## Textauszug:
——————————

# codesys unter win7 installieren?



## SirTom78 (1 November 2010)

hallo leute,

ist es möglich eine funktionsfähige codesys-version unter windows7 zu installieren? eventuell mit xp-mode?

danke & grüße
sirtom78


----------



## Rayk (1 November 2010)

codesys 2.x und win7 (32) funktioniert super kann man bei 3S alles nachlesen...

Rayk


----------



## Matze001 (1 November 2010)

Hallo,

auf Win7 32bit habe ich es bereits ohne Probleme am Laufen gehabt!

MfG

Marcel


----------



## SirTom78 (1 November 2010)

danke!
habt mir echt geholfen!!!

grüße, thomas


----------



## Markus Rupp (5 November 2010)

unter 64bit sind mir keine probleme bekannt, laufen haben wir es bisher aber nur in testumgebungen


----------



## RobiHerb (5 November 2010)

*Win 7*

Läuft perfekt auf meinem EEEPC Netbook unter WIN 7 Starter, sogar die USB Seriell Adapter habe ich endlich im Griff. Service Rechner hält einen Arbeitstag ohne Nachladen durch und wiegt dabei nur noch ca. 1,5 KG.

Ein Nachteil des EEEPC sollte nicht verschwiegen werden, das Netzteil schaltet derart hart ein, dass selbst ein 1600 Watt 12V->230 Volt Wandler in die Knie geht.


----------

——————————

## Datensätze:
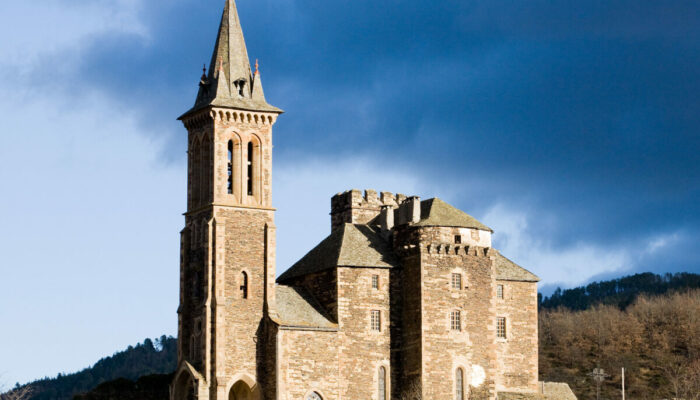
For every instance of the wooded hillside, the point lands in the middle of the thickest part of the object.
(656, 339)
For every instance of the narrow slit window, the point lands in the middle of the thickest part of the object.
(230, 167)
(501, 328)
(381, 379)
(250, 168)
(459, 384)
(456, 320)
(457, 281)
(244, 285)
(376, 323)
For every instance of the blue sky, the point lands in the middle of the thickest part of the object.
(570, 127)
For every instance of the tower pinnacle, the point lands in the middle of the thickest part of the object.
(230, 81)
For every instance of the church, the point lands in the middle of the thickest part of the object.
(405, 299)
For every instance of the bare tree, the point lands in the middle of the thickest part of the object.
(19, 393)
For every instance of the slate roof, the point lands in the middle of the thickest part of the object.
(297, 308)
(349, 245)
(507, 270)
(230, 63)
(435, 212)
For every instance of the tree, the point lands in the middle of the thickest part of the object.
(18, 393)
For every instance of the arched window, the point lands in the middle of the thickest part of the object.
(314, 396)
(230, 167)
(381, 384)
(459, 384)
(250, 169)
(194, 237)
(244, 285)
(205, 171)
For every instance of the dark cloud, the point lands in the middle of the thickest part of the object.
(587, 111)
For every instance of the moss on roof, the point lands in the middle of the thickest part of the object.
(349, 245)
(297, 308)
(507, 270)
(435, 212)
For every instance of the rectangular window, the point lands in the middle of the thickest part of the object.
(456, 320)
(457, 281)
(501, 328)
(376, 321)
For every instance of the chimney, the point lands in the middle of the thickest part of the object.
(413, 209)
(409, 211)
(387, 218)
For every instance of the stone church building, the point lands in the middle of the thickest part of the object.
(406, 298)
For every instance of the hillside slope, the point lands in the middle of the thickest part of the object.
(147, 358)
(620, 292)
(656, 339)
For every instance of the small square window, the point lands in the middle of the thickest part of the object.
(456, 320)
(376, 320)
(501, 328)
(457, 281)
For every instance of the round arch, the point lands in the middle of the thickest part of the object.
(185, 388)
(243, 387)
(314, 394)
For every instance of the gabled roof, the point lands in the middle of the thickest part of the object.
(229, 64)
(435, 212)
(349, 245)
(507, 270)
(297, 308)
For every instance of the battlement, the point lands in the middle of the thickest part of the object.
(447, 249)
(361, 207)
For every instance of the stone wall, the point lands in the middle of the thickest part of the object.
(362, 350)
(356, 207)
(308, 361)
(442, 349)
(406, 329)
(239, 319)
(517, 355)
(324, 287)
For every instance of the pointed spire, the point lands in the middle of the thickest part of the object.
(258, 94)
(230, 81)
(230, 45)
(222, 87)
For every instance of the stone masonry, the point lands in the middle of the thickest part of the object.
(405, 299)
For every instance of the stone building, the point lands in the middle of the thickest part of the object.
(405, 296)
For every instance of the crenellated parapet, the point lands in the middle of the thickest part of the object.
(446, 249)
(361, 207)
(201, 119)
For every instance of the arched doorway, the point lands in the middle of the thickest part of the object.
(185, 388)
(241, 391)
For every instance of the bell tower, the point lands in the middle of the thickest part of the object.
(227, 258)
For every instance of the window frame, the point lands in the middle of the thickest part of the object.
(456, 321)
(381, 383)
(375, 321)
(459, 383)
(245, 285)
(456, 281)
(501, 328)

——————————

## Aufgaben:
- 1) Wie viel wiegt der Service-Rechner laut dem Forenthread zu Codesys unter Windows 7?
- 2) Gib aus den Datensätzen die Zeilen von der Zeile mit "For every instance of the gabled" bis einschließlich der letzten Zeile der Datensätze unverändert aus.

## Antworten:
- 1) Ungefähr 1,5 kg.

- 2)
For every instance of the gabled roof, the point lands in the middle of the thickest part of the object.
(229, 64)
(435, 212)
(349, 245)
(507, 270)
(297, 308)
For every instance of the battlement, the point lands in the middle of the thickest part of the object.
(447, 249)
(361, 207)
For every instance of the stone wall, the point lands in the middle of the thickest part of the object.
(362, 350)
(356, 207)
(308, 361)
(442, 349)
(406, 329)
(239, 319)
(517, 355)
(324, 287)
For every instance of the pointed spire, the point lands in the middle of the thickest part of the object.
(258, 94)
(230, 81)
(230, 45)
(222, 87)
For every instance of the stone masonry, the point lands in the middle of the thickest part of the object.
(405, 299)
For every instance of the stone building, the point lands in the middle of the thickest part of the object.
(405, 296)
For every instance of the crenellated parapet, the point lands in the middle of the thickest part of the object.
(446, 249)
(361, 207)
(201, 119)
For every instance of the arched doorway, the point lands in the middle of the thickest part of the object.
(185, 388)
(241, 391)
For every instance of the bell tower, the point lands in the middle of the thickest part of the object.
(227, 258)
For every instance of the window frame, the point lands in the middle of the thickest part of the object.
(456, 321)
(381, 383)
(375, 321)
(459, 383)
(245, 285)
(456, 281)
(501, 328)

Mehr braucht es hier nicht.